→ **Your assignment**:
Return each entry exactly, so that nothing in the data differs from the original.

→ **Records for this exercise**:
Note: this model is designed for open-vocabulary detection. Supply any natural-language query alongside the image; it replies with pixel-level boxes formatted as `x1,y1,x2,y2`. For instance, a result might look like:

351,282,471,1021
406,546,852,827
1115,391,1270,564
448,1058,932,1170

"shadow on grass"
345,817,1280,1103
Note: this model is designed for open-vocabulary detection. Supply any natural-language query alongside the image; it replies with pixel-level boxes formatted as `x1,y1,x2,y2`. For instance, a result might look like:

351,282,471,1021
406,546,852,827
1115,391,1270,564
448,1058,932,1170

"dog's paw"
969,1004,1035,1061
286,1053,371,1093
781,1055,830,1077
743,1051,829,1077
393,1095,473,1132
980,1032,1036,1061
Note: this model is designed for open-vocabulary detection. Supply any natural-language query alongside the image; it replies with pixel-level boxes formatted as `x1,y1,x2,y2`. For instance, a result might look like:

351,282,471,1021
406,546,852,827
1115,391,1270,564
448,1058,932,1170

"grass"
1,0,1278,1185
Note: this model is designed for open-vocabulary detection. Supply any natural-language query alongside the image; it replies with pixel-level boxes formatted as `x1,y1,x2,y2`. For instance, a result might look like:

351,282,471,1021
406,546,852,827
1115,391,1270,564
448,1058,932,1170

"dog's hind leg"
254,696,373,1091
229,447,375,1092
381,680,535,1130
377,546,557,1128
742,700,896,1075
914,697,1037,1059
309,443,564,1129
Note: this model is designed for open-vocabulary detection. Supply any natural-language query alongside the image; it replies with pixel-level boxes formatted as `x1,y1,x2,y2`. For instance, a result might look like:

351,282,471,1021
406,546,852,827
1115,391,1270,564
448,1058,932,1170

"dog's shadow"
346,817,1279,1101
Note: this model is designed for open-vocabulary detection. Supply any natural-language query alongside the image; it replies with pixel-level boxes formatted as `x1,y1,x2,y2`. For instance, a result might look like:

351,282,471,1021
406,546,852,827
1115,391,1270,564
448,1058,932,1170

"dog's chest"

→ **Solution to this problem**:
Note: this model is designed for open-vocabulary detection. Supply any natural-language query alongside the image; it replies with pixel-level boxes formatted as `x1,y1,x2,y2`. For instance, a result might look like:

351,282,471,1021
406,546,852,827
1115,391,1270,564
448,1058,932,1170

"shadow on grass"
345,817,1280,1103
Note: this model is designed for open-vocabulary detection. Supply any natural-language query alongside the image; it replies with pixel-level boxes formatted as `x1,y1,x2,y2`. For instance, a result might look like:

351,282,471,1021
406,546,852,827
1115,391,1270,564
448,1058,932,1170

"dog's paw"
969,1004,1035,1061
286,1053,371,1093
781,1055,830,1077
743,1051,829,1077
393,1095,473,1132
980,1032,1036,1061
Note: this model is designed for open-vocabulary detection. Supply any natural-language query alongside the image; it replies with pixel-level boxes formatted as `x1,y1,x2,y2`. For instance, a result might look like:

351,282,471,1021
406,546,852,827
1115,391,1270,564
448,1058,932,1170

"grass"
1,0,1278,1185
Note: this model is designed for open-vocabulary detection. Supply any natural-language query alongside the image; it replies with pixel-level boxes formatted as `x1,y1,x2,y2`. For instance, a result might look like:

351,282,471,1021
406,546,852,827
1115,391,1270,564
448,1058,932,1170

"dog's hind leg"
254,696,373,1091
229,447,375,1092
381,680,535,1130
377,546,557,1128
742,700,896,1075
914,697,1037,1059
309,443,564,1129
Note: this model is designed for open-vocabulary detection. Supply any natural-language query alongside the image; it replies with pixel-level boxes formatted as `x1,y1,x2,y2`. For instance, a result might look like:

351,282,471,1021
406,546,852,827
1115,391,1270,564
448,1058,932,1170

"dog's shadow"
346,817,1279,1101
Note: this model is designed for open-vocabulary detection. Supply any natural-language query alongside the image; it replies with pixel-level boxes formatted as `x1,y1,x2,y2`. For instance, a result might look like:

351,282,471,1021
406,546,852,827
1115,391,1270,564
448,1058,932,1170

"dog's chest"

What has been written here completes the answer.